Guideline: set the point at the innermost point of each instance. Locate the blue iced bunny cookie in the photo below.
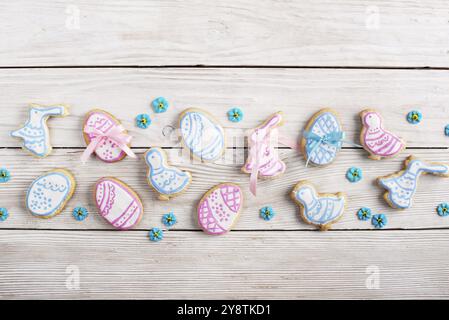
(166, 180)
(318, 209)
(401, 186)
(322, 138)
(35, 133)
(49, 193)
(202, 134)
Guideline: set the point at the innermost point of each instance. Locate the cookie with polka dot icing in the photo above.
(219, 208)
(102, 126)
(49, 193)
(168, 181)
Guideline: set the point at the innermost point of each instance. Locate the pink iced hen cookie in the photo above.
(101, 121)
(118, 203)
(219, 208)
(379, 142)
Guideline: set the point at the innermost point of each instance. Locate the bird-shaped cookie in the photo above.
(379, 142)
(35, 134)
(401, 186)
(319, 209)
(166, 180)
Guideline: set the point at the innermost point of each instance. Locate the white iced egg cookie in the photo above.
(202, 134)
(49, 193)
(219, 208)
(118, 203)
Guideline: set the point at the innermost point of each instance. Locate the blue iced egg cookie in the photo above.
(202, 134)
(322, 138)
(49, 193)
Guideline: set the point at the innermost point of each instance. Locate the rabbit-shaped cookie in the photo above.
(262, 155)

*WHAT IS REQUIRED*. The copy should hold every entry above word for word and none of the pictures.

*EXERCISE RESULT*.
Guideline: set the point at the innermost point of each instance. Locate the blue iced bunny cookie in the photo below.
(166, 180)
(318, 209)
(401, 186)
(322, 138)
(35, 133)
(49, 193)
(202, 134)
Guideline: set the point at the innermost point of each instance. Locate the cookie with polka dot icing in the photo above.
(219, 208)
(102, 126)
(49, 193)
(168, 181)
Guideline: set the point at the innermost point of each instance. Locate the pink iced hen cookie in the photo above.
(101, 121)
(118, 203)
(219, 208)
(379, 142)
Guideline: set the point at the innermost point of each instance. Locate the bird-shaped cookie in the photo above.
(379, 142)
(35, 134)
(401, 186)
(319, 209)
(166, 180)
Guideline: set the point at the innermost point of each instance. Locate the white iced egg cookie in the photo above.
(202, 134)
(49, 193)
(219, 208)
(118, 203)
Guideline: set the point at the innermost point of each instance. Locate the blue iced egg cookie in the photo above.
(202, 134)
(322, 138)
(49, 193)
Guideline: set the point at the innermost point of each instance. Locate the rabbit-shaped cookie in the photo above.
(262, 155)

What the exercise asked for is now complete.